# [GIVEN EXERCISE 1]
Please update the passage on agricultural storage bags below: give it again between "Agricultural storage bags actually" and "silage compression machine.", inclusive, with every "silage compression machine" changed to "silage bagging machine".

Although permanent structures are generally weatherproof and provide secure storage for agricultural products, there exist numerous drawbacks to their use. In addition to the relatively high cost of constructing and maintaining such structures, specialized equipment is often required to load or unload agricultural products therefrom. Considerable labor is also involved in handling and transporting agricultural products between the fields and such fixed storage facilities. For example, hay grown in a particular field may later be used to feed livestock grazing in the same field, requiring transport to and from a permanent storage facility. The use of remotely located storage structures thus involves unnecessary handling of the agricultural products, which is both time consuming and expensive in terms of labor cost. Additionally, permanent storage structures are generally not sealed or airtight, contributing to shrinkage, spoilage and losses in the nutritional value of agricultural product stored therein.
More recently, temporary structures have been developed for the storage of agricultural products. For example, agricultural storage bags have been used in conjunction with silage compression apparatus for in-field storage of agricultural products, thus eliminating the need for permanent storage facilities and the expenses associated therewith. An important benefit deriving from the use of agricultural storage bags involves the ability to provide airtight storage, thus eliminating the losses in the nutritional value of stored agricultural products characterized by other storage techniques.
Agricultural storage bags actually comprise large diameter, elongate, flexible plastic tubes. For example, a typical agricultural storage bag may have a diameter of up to 9 feet or more and a length of up to 135 feet or more. Agricultural storage bags are folded prior to shipment, and are thereafter mounted on the housing or tunnel of a silage compression machine in the folded condition. The silage compression machine functions to feed and compress agricultural material into the agricultural storage bag. As material is fed into the storage bag, the silage compression machine slowly moves away from the built up mass of compressed material, thereby pulling the bag off of the rear of the tunnel of the silage compression machine.
U.S. Pat. No. 4,424,051, granted to Richard H. Lee, Steven R. Cullen, Eddie H. Bailen, David H. Rasmussen and William C. Johnson on Jan. 3, 1984, relates to a method of and apparatus for manufacturing two-ply agricultural storage bags. In accordance with the method disclosed therein, each bag accumulates on a horizontally disposed table as assembly progresses. This causes the bag to form into a series of accordion-like folds, that is, a series of folds each extending perpendicularly to the longitudinal axis of the bag. In actual practice, it has been found that superior results are obtained when agricultural storage bags are formed into so-called "flat folds", that is, folds extending parallel, rather than perpendicular, to the longitudinal axis of the bag. Specifically, flat folded bags are easier to install on the tunnel of a silage compression machine prior to use and tend to pull off of the tunnel of a silage compression machine during silage compression operations more uniformly than is the case with bags folded in an accordion-like manner.

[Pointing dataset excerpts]
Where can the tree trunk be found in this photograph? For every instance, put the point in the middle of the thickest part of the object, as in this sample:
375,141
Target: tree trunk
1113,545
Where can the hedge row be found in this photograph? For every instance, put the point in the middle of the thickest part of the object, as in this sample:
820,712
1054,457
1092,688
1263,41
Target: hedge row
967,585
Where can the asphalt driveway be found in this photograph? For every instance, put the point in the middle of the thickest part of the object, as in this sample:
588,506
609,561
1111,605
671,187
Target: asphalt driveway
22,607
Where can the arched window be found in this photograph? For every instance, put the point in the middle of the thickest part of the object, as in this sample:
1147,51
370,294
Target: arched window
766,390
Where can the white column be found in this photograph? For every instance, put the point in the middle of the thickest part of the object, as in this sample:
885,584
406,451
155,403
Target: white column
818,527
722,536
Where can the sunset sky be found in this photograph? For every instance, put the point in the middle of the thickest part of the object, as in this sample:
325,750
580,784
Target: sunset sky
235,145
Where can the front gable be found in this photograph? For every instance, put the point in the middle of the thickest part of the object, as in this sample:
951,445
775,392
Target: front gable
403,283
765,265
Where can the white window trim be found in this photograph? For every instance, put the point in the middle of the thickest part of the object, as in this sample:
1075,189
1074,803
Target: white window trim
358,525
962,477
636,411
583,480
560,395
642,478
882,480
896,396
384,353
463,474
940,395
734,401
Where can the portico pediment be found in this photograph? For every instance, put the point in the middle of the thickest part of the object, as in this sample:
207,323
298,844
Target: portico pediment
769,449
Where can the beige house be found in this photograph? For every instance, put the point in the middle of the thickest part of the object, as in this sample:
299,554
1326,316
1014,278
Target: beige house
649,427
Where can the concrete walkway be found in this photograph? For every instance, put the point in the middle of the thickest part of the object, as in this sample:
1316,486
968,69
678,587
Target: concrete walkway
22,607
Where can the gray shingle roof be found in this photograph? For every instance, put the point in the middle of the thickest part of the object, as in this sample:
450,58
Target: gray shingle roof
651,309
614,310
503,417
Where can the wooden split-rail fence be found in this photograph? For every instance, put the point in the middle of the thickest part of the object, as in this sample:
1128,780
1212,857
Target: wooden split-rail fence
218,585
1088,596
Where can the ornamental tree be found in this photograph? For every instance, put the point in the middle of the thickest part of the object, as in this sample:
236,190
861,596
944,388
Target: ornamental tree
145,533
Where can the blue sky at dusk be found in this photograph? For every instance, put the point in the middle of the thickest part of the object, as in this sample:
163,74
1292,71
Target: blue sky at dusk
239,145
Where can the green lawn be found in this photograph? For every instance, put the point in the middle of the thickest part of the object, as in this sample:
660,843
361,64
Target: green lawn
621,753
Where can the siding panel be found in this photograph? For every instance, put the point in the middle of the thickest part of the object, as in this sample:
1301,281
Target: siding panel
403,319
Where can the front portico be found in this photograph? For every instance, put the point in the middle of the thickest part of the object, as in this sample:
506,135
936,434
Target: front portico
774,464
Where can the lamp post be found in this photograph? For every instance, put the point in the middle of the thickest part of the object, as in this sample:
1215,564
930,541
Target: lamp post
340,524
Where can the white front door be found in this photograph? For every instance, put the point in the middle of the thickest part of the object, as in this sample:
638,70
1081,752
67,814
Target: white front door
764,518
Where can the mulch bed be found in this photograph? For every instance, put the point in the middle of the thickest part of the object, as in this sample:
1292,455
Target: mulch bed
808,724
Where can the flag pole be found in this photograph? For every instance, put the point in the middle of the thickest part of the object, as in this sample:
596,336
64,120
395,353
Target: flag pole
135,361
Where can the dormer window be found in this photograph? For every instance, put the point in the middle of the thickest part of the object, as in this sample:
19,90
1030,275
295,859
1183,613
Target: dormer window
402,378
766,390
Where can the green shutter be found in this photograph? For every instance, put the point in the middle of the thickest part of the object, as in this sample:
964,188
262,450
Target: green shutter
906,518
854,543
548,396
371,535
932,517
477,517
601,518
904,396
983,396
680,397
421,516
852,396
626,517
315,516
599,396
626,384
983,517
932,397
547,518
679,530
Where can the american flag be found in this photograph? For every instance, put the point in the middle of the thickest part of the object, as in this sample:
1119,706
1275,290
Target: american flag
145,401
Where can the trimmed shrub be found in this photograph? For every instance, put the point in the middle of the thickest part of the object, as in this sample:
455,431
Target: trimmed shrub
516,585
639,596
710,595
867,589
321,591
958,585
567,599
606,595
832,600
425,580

# [GIVEN EXERCISE 2]
Show each line from the rows above that contains the string "asphalt", treating uppercase and lowercase as different.

# [RESULT 1]
Agricultural storage bags actually comprise large diameter, elongate, flexible plastic tubes. For example, a typical agricultural storage bag may have a diameter of up to 9 feet or more and a length of up to 135 feet or more. Agricultural storage bags are folded prior to shipment, and are thereafter mounted on the housing or tunnel of a silage bagging machine in the folded condition. The silage bagging machine functions to feed and compress agricultural material into the agricultural storage bag. As material is fed into the storage bag, the silage bagging machine slowly moves away from the built up mass of compressed material, thereby pulling the bag off of the rear of the tunnel of the silage bagging machine.

# [RESULT 2]
Where can the asphalt driveway be found in this photograph? For every instance, put the point in the middle of the thickest part of the object, as in this sample:
Target: asphalt driveway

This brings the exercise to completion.